Available data –
§ §

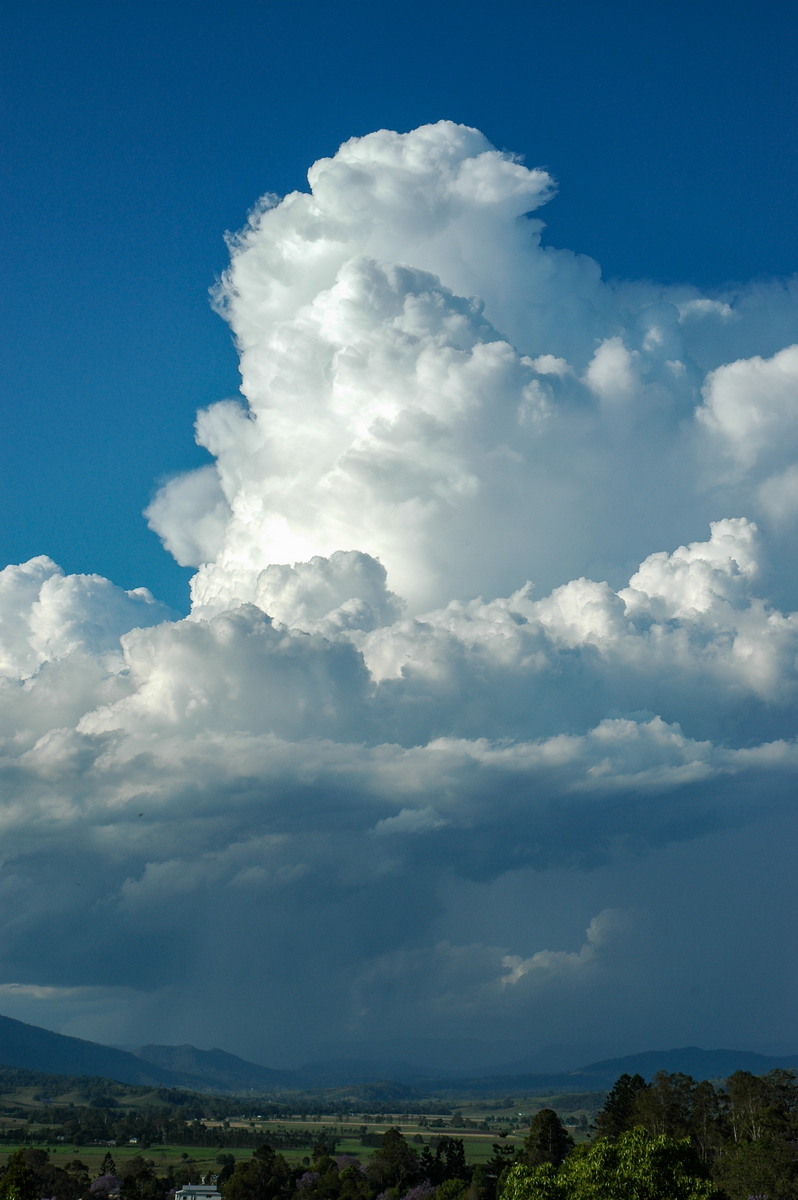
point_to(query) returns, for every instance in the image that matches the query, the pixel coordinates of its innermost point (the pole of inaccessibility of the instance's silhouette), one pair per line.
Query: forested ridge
(670, 1139)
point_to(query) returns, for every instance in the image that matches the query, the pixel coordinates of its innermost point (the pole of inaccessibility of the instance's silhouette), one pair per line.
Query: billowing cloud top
(495, 576)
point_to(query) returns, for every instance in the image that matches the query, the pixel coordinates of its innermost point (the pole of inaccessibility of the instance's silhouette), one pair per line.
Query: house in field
(197, 1192)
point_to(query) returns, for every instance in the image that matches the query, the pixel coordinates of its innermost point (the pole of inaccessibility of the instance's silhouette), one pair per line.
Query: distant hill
(217, 1068)
(690, 1061)
(54, 1054)
(33, 1048)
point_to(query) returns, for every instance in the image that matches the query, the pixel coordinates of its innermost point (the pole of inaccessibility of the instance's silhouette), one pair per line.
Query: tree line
(670, 1139)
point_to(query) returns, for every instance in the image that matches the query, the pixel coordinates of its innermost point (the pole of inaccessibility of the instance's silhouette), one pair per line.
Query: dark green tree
(634, 1167)
(395, 1164)
(547, 1141)
(618, 1113)
(18, 1182)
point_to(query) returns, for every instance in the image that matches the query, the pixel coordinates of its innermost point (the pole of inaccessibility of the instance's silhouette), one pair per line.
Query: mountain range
(216, 1071)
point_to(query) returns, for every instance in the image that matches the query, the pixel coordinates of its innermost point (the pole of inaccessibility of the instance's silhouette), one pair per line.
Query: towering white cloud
(493, 579)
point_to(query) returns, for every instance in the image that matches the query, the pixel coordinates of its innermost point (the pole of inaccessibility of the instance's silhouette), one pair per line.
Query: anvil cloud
(486, 700)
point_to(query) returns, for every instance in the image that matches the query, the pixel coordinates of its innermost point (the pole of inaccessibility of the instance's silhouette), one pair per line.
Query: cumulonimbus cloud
(485, 544)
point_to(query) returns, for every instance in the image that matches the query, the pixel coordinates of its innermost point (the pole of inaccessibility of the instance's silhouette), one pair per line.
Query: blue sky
(375, 778)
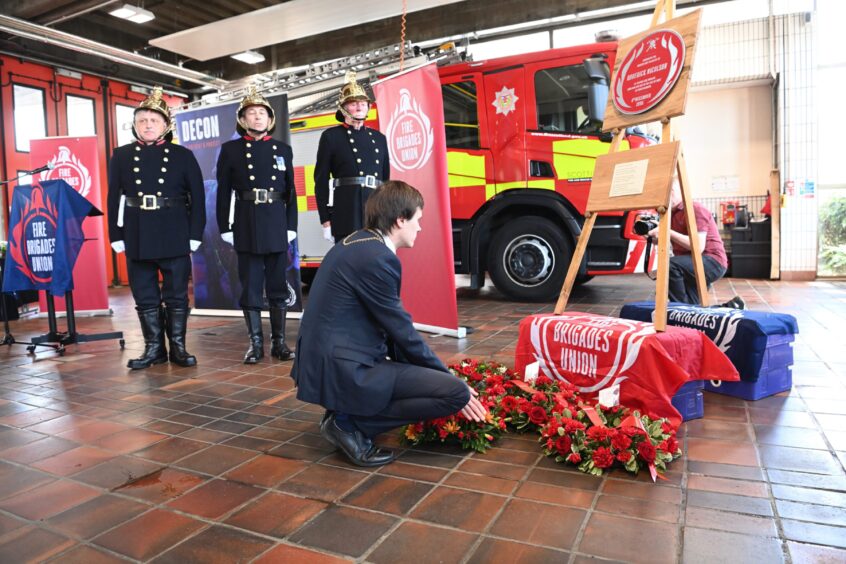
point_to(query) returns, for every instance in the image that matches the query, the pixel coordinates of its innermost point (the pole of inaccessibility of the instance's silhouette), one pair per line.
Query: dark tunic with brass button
(346, 152)
(169, 172)
(265, 164)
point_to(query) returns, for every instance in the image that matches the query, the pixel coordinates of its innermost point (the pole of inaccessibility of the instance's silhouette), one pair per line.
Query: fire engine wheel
(528, 259)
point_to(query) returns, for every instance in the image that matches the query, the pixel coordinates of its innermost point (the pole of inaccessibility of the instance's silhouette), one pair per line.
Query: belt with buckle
(368, 181)
(260, 196)
(150, 202)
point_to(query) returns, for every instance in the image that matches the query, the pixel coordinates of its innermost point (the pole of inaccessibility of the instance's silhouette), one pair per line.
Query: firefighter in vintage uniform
(257, 214)
(157, 215)
(352, 160)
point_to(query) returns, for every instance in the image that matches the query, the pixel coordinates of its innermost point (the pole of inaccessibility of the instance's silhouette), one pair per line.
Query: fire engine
(522, 134)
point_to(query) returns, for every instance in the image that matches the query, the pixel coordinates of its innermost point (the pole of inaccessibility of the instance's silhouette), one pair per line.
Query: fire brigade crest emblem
(410, 134)
(67, 166)
(505, 101)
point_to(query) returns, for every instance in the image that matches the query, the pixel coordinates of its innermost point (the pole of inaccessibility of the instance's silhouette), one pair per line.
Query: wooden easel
(659, 175)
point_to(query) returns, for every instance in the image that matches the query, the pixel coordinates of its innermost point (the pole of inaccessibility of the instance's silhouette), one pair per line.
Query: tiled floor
(220, 463)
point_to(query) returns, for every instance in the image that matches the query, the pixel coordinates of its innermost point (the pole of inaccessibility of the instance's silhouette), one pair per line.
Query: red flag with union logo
(411, 115)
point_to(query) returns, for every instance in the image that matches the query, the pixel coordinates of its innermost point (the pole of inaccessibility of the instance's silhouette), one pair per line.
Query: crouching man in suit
(355, 320)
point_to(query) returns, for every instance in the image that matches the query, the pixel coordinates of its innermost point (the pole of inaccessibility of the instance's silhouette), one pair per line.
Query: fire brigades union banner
(45, 234)
(411, 115)
(76, 160)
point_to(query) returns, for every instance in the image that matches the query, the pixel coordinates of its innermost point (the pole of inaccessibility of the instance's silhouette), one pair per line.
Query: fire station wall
(728, 140)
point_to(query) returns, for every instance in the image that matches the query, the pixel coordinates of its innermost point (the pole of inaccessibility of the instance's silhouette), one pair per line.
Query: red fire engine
(518, 191)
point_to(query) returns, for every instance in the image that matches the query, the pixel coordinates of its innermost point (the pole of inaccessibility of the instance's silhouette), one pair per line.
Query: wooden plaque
(673, 103)
(633, 180)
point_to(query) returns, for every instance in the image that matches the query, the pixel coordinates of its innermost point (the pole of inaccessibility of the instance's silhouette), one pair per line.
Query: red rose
(646, 450)
(620, 441)
(602, 457)
(563, 444)
(624, 456)
(509, 403)
(537, 415)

§ §

About this exercise –
Please copy the data above character for character, skipping any pictures.

Written answer –
point_to(query) returns, for every instance in the image that matches the query, the pixel coordinates of its innermost point (the pole of inaccessibility of the instance's silhouette), one pair per line.
Query: forested ridge
(670, 1139)
point_to(query) returns, for every instance in the image that matches the query, the pixel coordinates of its innermost point (the pole of inaccessibility of the instance's silhouette), one pair per line.
Query: billowing cloud top
(495, 576)
point_to(query) returns, for every instance in the image that matches the query, the pixel coordinates of its innermost point (the pole of inaccessibility of the instance's silhouette), one pair per line.
Query: house in field
(197, 1192)
point_to(query) returns, for every instance in the image that matches the query, the pixel coordinates of its innermost point (the pole of inaccessibility of the instance's silhouette), one pair per line.
Query: distant hill
(217, 1068)
(690, 1061)
(54, 1054)
(33, 1048)
point_to(query) returns, for every instance in the image that matches the query, the pixel coordinates of its innermost point (the pole of inaccessibility of the instance's silhouette), one pair per line.
Query: tree line
(670, 1139)
point_to(query) returns, for every instance in the image that matches the query, the pixel coordinates of its innermost point (the pole of inaccessibility of the instance's silhouette), one pair per line.
Query: dark green tree
(634, 1167)
(395, 1164)
(547, 1141)
(618, 1113)
(18, 1182)
point_to(query) returns, for every instance in the image that matches the query, the pixel coordinates of its innermost point (the pole of inaccessibility of the instance's silhouette), one pair per line.
Query: mountain range
(216, 1071)
point_to(query) returns, for every instance in the image that matches the query, the pixel coordinates of its innermost point (the pole of inaccessibility of the instance's silhouette), one pair per line.
Query: towering white cloud
(493, 579)
point_to(query) returns, for every instance in the image that matches the query, the pixel coordinates of its innermost point (the pole of inaccessibility of the instance's silhouette), one pair per line.
Query: anvil cloud
(486, 700)
point_to(query) returns, for every instance in the image that matches the query, the pixel coordinates of its innermost point (the pole of inaccessibility of the instance's silhouette), one pair per line.
Query: cumulonimbus cloud
(485, 544)
point_to(query) returns, for every instance in the image that matches the query, the pixel coordinates of its innermost point (the pole of inaccessibility of the instance's silhouette), one pair per line.
Query: blue sky
(375, 778)
point_to(query) returns, for every instance in the image that matches the query, the pixel coordinates of its innermost point (the pole of inaccessibility of the instance's silhouette), one pair per line.
Query: dark tunic with brass button
(346, 152)
(169, 172)
(265, 164)
point_to(query) returns, for every instance in the image that matches the query, the pixel coordinates of its innermost point (the pole of inaccessibility of the instance's silhouette), one pair per line.
Query: fire engine wheel
(528, 259)
point_to(query) returns, for every instance in the image that matches the query, the pixel coordinates of its innermost point (the pole of inaccessibility of the instance's silhouette), one pair per line.
Query: belt with buckle
(368, 181)
(260, 196)
(150, 202)
point_to(query) returns, for every instance in the image that matches the query, the pixel coordinates of its innermost point (the pole of inaccessibility of the instance's silhouette), one pair per line.
Query: firefighter in vintage uniform
(257, 214)
(157, 215)
(352, 160)
point_to(query) returns, for every instance in the image that matches the query, the pixel coordinates of its innermost point (the pole of inaccessibility of the instance's silhouette), one pair per line.
Query: fire engine
(522, 134)
point_to(query) returns, for every instance in the image that matches the query, the pixel coordinates of its innermost point (the pole of inaccessibility of the instance's silhouette), one pair per line.
Query: fire brigade crest emblem
(410, 134)
(67, 166)
(505, 101)
point_to(query) returns, for every instance in the image that matches the query, the pixel coordinates of its innermost point (the pole of inaccessibility of the instance's silhouette), one pair per line.
Query: wooden easel
(659, 175)
point_to(query) returns, for every instance in the image that matches the query, the pixel coordinates of its innermost point (the pole of inaccessibility of the instance's silhouette), one pair per line.
Query: tiled floor
(220, 463)
point_to(query) returns, for every instance in the image that matches the query, the pixel coordinates of its innermost point (the pole of inaccessibility of the instance's silhouette), one pair per line.
Query: red flag with union logo
(411, 115)
point_to(query) returns, for every instance in the image that matches the query, the pixel coordinates of its innermost point (the pole of inaccessibility of the instance's silhouette), one pair per line.
Query: crouching man in suit
(355, 320)
point_to(query) returns, for every instance in the image that matches the query, the pixel coordinates of its innermost point (the pole of inaccessibility of the instance's silhouette), one pair per line.
Query: fire brigades union banner
(45, 234)
(411, 115)
(76, 160)
point_to(query) returns, for every instance in the image that matches the query, the pixel coordinates of its innermost point (the pole of inaccessibility of the instance's silhouette), one pair per line.
Query: fire station wall
(728, 140)
point_to(query) returns, for every instance in the image that matches the query, the pixel coordinates of its innermost point (the pole of inaccessibility of the instance's silhouette), one pair per line.
Query: red fire engine
(518, 191)
point_to(query) returns, for every instance in the image that matches the query, the pixel coordinates of its innermost point (the pole of inaccessibility of the instance's silhouette), one pair per line.
Query: wooden plaque
(673, 103)
(633, 180)
point_to(query) returns, for every instance in the image that matches the query, the pixel coordinates of its innermost point (the pole of inaccessibility of the instance's silhouette), one pair per line.
Query: red rose
(646, 450)
(620, 441)
(602, 457)
(563, 444)
(624, 456)
(509, 403)
(537, 415)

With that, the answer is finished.